What to work on
Write out as a numbered list the lines starting with the line that contains "the overhead sign." and continuing through the line that contains "[882,265,903,290]", leaving out any blank lines.

[Box-labeled dataset extracts]

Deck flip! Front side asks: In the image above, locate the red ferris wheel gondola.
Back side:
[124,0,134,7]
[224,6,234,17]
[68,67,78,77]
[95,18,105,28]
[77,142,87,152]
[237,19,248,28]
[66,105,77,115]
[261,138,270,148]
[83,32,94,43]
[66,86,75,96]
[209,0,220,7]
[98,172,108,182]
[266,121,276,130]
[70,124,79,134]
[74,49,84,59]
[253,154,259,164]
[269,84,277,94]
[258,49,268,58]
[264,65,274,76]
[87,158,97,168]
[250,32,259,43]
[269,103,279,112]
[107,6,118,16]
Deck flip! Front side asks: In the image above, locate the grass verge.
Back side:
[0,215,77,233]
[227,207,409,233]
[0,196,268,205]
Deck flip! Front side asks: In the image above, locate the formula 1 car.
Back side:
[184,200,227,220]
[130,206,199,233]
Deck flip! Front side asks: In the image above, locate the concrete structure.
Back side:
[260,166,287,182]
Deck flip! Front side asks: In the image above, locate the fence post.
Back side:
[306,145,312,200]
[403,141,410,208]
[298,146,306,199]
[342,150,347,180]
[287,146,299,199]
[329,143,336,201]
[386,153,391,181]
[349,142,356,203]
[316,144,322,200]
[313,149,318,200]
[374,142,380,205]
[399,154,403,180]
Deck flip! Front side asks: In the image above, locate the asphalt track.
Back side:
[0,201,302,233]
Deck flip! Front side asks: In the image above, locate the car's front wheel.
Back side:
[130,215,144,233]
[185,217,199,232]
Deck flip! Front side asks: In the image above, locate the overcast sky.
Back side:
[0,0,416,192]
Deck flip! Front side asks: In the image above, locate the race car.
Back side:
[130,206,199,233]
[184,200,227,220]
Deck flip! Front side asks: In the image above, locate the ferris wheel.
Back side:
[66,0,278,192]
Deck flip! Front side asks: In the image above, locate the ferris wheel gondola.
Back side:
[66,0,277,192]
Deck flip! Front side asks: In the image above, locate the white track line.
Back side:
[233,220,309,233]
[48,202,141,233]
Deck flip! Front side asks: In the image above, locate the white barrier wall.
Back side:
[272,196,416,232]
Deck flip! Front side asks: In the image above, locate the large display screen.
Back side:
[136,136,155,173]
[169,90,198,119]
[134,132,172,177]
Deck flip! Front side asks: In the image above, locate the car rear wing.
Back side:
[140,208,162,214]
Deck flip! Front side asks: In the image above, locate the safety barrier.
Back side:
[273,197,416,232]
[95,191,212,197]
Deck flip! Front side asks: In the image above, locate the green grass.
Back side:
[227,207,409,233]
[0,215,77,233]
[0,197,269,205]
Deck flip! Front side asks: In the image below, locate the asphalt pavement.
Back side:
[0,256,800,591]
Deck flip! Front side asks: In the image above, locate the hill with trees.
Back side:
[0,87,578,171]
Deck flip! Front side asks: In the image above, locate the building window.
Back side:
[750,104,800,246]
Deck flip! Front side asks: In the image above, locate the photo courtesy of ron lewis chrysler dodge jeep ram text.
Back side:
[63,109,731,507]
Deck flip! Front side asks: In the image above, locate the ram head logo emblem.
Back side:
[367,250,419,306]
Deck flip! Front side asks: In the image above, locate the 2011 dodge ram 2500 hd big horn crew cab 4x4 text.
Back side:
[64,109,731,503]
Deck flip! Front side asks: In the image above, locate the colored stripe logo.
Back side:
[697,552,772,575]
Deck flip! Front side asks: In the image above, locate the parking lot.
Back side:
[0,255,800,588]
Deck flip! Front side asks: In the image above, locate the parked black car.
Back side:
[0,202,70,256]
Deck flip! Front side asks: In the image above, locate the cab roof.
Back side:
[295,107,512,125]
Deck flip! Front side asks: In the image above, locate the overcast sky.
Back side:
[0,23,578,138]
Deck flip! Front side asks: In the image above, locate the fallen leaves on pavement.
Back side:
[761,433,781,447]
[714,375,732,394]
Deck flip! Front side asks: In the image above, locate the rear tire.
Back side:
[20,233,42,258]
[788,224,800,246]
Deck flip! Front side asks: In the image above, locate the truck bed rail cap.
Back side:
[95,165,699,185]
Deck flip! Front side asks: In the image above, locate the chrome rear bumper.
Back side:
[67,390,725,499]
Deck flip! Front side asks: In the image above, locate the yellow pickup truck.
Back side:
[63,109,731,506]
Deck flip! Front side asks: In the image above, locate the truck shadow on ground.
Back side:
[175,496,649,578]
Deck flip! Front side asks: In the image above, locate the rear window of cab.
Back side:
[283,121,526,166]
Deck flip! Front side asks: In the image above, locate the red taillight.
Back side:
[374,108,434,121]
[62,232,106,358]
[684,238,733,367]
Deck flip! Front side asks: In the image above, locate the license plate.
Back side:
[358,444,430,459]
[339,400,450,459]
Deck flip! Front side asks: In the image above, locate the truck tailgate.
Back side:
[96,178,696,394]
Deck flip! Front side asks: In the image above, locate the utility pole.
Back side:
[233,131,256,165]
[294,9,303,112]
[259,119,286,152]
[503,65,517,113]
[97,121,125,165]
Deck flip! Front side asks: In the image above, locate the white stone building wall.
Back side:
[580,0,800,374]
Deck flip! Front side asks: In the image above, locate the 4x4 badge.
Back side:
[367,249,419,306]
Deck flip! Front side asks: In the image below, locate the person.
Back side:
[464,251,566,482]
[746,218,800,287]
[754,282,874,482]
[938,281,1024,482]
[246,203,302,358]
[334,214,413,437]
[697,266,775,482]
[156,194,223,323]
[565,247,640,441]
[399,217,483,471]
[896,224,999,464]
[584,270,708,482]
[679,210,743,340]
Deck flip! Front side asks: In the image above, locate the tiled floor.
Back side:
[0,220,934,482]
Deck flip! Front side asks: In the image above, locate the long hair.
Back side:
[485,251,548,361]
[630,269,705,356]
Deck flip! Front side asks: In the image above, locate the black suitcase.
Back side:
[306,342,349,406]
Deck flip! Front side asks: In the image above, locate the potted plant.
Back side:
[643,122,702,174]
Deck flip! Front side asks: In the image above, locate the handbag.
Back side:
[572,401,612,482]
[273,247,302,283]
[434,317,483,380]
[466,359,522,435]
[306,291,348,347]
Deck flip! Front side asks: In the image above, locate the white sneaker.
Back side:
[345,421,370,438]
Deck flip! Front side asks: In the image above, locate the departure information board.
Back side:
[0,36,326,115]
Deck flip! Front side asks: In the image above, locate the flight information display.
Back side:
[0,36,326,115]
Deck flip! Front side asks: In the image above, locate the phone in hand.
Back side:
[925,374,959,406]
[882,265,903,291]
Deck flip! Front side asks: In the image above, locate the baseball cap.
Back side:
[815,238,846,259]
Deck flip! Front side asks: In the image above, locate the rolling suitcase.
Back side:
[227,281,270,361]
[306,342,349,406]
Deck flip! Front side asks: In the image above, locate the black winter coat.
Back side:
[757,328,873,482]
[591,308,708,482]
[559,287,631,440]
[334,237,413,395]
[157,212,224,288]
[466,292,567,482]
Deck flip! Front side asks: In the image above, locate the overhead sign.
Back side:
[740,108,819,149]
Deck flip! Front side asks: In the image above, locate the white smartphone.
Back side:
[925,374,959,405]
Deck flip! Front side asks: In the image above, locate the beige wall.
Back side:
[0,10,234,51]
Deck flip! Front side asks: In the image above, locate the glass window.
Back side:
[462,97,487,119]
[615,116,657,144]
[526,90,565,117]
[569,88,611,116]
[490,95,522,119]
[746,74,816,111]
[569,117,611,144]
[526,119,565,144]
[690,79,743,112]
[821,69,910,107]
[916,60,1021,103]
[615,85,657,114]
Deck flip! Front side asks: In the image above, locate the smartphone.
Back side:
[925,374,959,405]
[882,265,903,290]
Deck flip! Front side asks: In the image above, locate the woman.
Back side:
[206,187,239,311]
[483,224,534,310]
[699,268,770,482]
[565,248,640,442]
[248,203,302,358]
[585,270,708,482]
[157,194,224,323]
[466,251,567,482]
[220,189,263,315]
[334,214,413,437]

Reply to the exercise
1. Deck flip! Front side asks: In the image above, locate the overhead sign.
2. Back side:
3. [740,108,819,149]
4. Deck flip! Front side asks: In the image above, locate the white smartphone.
5. Back side:
6. [925,374,959,405]
7. Deck flip! Front side asks: In the image above, locate the beige wall.
8. Back side:
9. [0,10,234,51]
10. Deck flip! Front side asks: In the image above, locate the glass window.
11. Back side:
12. [462,97,487,119]
13. [615,116,657,144]
14. [526,90,565,117]
15. [569,88,611,116]
16. [490,95,522,119]
17. [746,74,816,111]
18. [569,117,611,144]
19. [526,119,565,144]
20. [690,79,743,112]
21. [821,69,910,107]
22. [916,60,1021,103]
23. [615,85,657,114]
24. Deck flip! Front side asks: In the image above, locate the smartphone.
25. Back side:
26. [925,374,959,405]
27. [882,265,903,290]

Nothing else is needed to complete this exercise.